◆ DIRECTIONS FOR THIS TASK
Transcribe all of the records exactly, leaving every line as it is.

◆ DATASET CONTENT
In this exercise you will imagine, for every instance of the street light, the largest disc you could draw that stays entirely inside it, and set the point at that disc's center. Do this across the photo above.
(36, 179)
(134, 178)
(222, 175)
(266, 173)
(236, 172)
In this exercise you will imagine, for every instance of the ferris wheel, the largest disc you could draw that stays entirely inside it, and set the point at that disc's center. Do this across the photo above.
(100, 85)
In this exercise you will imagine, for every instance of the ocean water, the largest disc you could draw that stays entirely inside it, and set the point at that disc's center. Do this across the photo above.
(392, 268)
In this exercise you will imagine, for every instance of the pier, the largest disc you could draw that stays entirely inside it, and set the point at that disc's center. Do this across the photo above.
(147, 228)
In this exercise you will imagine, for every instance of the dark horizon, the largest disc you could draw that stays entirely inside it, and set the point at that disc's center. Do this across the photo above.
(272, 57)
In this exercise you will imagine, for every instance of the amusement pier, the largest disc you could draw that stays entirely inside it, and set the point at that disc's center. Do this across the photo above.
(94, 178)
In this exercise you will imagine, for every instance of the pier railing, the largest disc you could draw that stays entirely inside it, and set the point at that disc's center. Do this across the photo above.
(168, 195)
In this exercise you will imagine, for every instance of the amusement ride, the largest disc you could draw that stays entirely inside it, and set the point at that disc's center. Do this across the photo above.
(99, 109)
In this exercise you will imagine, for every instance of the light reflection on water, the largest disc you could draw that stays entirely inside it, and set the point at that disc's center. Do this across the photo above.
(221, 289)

◆ EXERCISE ANSWER
In this exercise you will imagine, for every instance of the street light, the largest disc you could draw that stays entirely inside it, and set the point at that disc's center. Do this across the photo above.
(36, 179)
(134, 178)
(222, 175)
(266, 173)
(236, 172)
In this exercise you will imagine, for every instance of the ferris wheel, the largest disc you could draw that stays entirely inside it, and set the point at that disc's center. Do this across the photo above.
(100, 85)
In this exercise you will imagine, for every instance of the ocean water, the largest disc you could draw that stays entirely inside it, and set the point at that disc's center. Do this across the photo above.
(392, 268)
In this exercise you will imagine, for every instance of the pier, the largest disc you could draw that stays entirely inside it, and set the point at that disc's center. Do this across the photo above.
(147, 228)
In this exercise you will imagine, for every instance of the dark horizon, the largest disc you could draw that stays entirely inside it, and set the point at that disc's center. Do this across the photo above.
(272, 57)
In this exercise you will imagine, for every instance of the amusement pier, the largest disc you could draw that stays entirely inside it, and set the point at that disc's center. Do this across the photo above.
(94, 178)
In this exercise you will imagine, for every instance of the pier railing, the largest disc you could draw that stays entirely inside it, and set the point at that disc's center. Do this across the photo above.
(168, 195)
In this exercise you will imagine, for every instance of the amusement ride, the largest disc you could draw that stays entirely inside it, and set the point at that disc's center. Do this across the photo above.
(99, 109)
In this exercise you will imagine, for every instance of the light reflection on water, the largest disc you could draw that stays entirely inside it, and set the point at that disc's center. Do this across the photo above.
(221, 289)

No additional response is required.